YOUR OBJECTIVE:
Each line in these records that contains "below" counts once. Give the number only.

Region pointing data

----

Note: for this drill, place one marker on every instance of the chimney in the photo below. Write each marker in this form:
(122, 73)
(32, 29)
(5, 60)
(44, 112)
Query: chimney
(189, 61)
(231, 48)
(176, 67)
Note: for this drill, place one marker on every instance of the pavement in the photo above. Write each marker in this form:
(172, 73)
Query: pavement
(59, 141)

----

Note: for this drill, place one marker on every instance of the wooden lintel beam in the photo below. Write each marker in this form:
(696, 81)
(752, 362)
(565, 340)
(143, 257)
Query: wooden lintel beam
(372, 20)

----

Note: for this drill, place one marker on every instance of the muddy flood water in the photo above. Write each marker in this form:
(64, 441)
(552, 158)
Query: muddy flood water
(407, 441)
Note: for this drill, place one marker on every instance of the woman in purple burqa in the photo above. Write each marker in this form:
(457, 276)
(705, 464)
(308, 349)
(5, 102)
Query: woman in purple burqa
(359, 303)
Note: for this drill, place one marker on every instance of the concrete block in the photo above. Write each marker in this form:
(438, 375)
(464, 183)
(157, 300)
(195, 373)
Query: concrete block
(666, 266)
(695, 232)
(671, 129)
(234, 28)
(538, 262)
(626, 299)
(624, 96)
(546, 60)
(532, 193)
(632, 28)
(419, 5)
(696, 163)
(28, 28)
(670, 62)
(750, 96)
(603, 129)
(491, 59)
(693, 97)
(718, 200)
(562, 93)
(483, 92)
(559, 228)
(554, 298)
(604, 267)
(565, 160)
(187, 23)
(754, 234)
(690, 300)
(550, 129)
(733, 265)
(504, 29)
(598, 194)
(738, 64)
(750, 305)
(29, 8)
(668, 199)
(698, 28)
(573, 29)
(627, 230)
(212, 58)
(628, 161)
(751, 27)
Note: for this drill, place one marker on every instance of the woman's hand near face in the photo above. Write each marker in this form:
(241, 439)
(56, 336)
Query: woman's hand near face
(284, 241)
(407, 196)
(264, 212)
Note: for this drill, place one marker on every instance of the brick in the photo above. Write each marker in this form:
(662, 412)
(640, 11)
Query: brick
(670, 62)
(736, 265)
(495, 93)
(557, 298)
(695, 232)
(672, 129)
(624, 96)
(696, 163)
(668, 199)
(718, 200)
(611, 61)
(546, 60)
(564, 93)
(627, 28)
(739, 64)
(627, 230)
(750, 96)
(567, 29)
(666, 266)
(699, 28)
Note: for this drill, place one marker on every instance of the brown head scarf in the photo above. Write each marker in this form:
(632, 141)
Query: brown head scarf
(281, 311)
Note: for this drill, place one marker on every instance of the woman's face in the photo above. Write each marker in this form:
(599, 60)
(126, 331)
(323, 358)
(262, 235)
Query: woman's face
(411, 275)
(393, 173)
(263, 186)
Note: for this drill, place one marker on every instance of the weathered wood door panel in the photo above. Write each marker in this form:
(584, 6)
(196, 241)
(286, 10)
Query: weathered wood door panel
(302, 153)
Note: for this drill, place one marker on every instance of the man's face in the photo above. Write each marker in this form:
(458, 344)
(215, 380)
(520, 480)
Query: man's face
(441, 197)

----

FINAL ANSWER:
2